• WHAT YOU WILL DO: Rewrite the material below, substituting "match" for every occurrence of "detection" and changing nothing else.
start DATA RECORDS
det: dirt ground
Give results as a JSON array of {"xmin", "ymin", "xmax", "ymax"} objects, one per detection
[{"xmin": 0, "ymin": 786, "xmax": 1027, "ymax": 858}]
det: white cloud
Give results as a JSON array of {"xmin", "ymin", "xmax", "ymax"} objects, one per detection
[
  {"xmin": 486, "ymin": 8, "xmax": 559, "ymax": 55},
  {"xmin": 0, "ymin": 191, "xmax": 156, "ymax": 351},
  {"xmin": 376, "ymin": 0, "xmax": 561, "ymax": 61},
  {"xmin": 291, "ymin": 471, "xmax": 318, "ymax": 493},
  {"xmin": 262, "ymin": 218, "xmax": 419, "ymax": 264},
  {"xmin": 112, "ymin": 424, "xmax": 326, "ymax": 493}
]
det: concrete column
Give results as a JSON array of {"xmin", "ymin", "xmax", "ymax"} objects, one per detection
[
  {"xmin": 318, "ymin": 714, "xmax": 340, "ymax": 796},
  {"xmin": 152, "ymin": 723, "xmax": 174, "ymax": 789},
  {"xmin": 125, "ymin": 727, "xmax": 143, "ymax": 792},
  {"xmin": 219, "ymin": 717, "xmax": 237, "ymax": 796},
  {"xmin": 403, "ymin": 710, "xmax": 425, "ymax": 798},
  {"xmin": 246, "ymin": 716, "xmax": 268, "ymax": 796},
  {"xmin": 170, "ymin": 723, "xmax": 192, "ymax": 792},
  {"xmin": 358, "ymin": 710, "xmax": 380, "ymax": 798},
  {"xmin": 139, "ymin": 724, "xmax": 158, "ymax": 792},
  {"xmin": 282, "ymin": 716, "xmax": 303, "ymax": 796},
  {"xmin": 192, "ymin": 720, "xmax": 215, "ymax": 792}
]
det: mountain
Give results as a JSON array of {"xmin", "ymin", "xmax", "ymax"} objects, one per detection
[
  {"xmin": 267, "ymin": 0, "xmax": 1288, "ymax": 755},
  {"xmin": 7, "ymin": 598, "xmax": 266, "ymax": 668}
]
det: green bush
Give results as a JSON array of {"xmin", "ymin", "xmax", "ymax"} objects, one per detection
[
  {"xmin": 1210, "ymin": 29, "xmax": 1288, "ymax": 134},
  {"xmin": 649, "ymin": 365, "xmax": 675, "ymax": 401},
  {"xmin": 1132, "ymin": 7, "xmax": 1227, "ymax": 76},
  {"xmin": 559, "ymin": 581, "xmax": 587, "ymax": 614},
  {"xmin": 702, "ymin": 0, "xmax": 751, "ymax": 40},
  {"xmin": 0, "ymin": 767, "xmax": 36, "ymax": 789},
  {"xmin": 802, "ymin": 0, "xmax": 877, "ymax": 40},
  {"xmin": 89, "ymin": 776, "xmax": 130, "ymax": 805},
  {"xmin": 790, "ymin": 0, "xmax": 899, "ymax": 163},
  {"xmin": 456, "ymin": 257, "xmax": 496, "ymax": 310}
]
end DATA RECORDS
• COMPLETED TASK:
det: dirt ground
Give results as a JSON array of {"xmin", "ymin", "xmax", "ymax"} objects, one per match
[{"xmin": 0, "ymin": 786, "xmax": 1027, "ymax": 858}]
det: white cloud
Give results as a JSON array of {"xmin", "ymin", "xmax", "ymax"} objects, one per match
[
  {"xmin": 486, "ymin": 8, "xmax": 559, "ymax": 55},
  {"xmin": 0, "ymin": 191, "xmax": 156, "ymax": 351},
  {"xmin": 376, "ymin": 0, "xmax": 561, "ymax": 61},
  {"xmin": 291, "ymin": 471, "xmax": 318, "ymax": 493},
  {"xmin": 262, "ymin": 218, "xmax": 419, "ymax": 264},
  {"xmin": 112, "ymin": 424, "xmax": 326, "ymax": 493}
]
det: concrete column
Give results as a JSON array of {"xmin", "ymin", "xmax", "ymax"} objects, one per match
[
  {"xmin": 318, "ymin": 714, "xmax": 340, "ymax": 796},
  {"xmin": 152, "ymin": 723, "xmax": 174, "ymax": 789},
  {"xmin": 125, "ymin": 727, "xmax": 143, "ymax": 792},
  {"xmin": 219, "ymin": 717, "xmax": 237, "ymax": 796},
  {"xmin": 403, "ymin": 710, "xmax": 425, "ymax": 798},
  {"xmin": 246, "ymin": 716, "xmax": 268, "ymax": 796},
  {"xmin": 170, "ymin": 723, "xmax": 192, "ymax": 792},
  {"xmin": 358, "ymin": 710, "xmax": 380, "ymax": 798},
  {"xmin": 139, "ymin": 724, "xmax": 158, "ymax": 792},
  {"xmin": 282, "ymin": 716, "xmax": 303, "ymax": 796},
  {"xmin": 192, "ymin": 720, "xmax": 215, "ymax": 792}
]
det: mountain
Give results as a JSON array of {"xmin", "ymin", "xmax", "ymax"} objects, one per match
[
  {"xmin": 267, "ymin": 0, "xmax": 1288, "ymax": 755},
  {"xmin": 7, "ymin": 598, "xmax": 266, "ymax": 668}
]
det: green bush
Give results as a JSON array of {"xmin", "ymin", "xmax", "ymax"} objects, one per match
[
  {"xmin": 1210, "ymin": 29, "xmax": 1288, "ymax": 134},
  {"xmin": 649, "ymin": 365, "xmax": 675, "ymax": 401},
  {"xmin": 1132, "ymin": 7, "xmax": 1227, "ymax": 76},
  {"xmin": 559, "ymin": 581, "xmax": 587, "ymax": 614},
  {"xmin": 702, "ymin": 0, "xmax": 751, "ymax": 40},
  {"xmin": 0, "ymin": 767, "xmax": 36, "ymax": 789},
  {"xmin": 802, "ymin": 0, "xmax": 877, "ymax": 40},
  {"xmin": 89, "ymin": 776, "xmax": 130, "ymax": 805},
  {"xmin": 790, "ymin": 0, "xmax": 899, "ymax": 163},
  {"xmin": 456, "ymin": 257, "xmax": 496, "ymax": 310}
]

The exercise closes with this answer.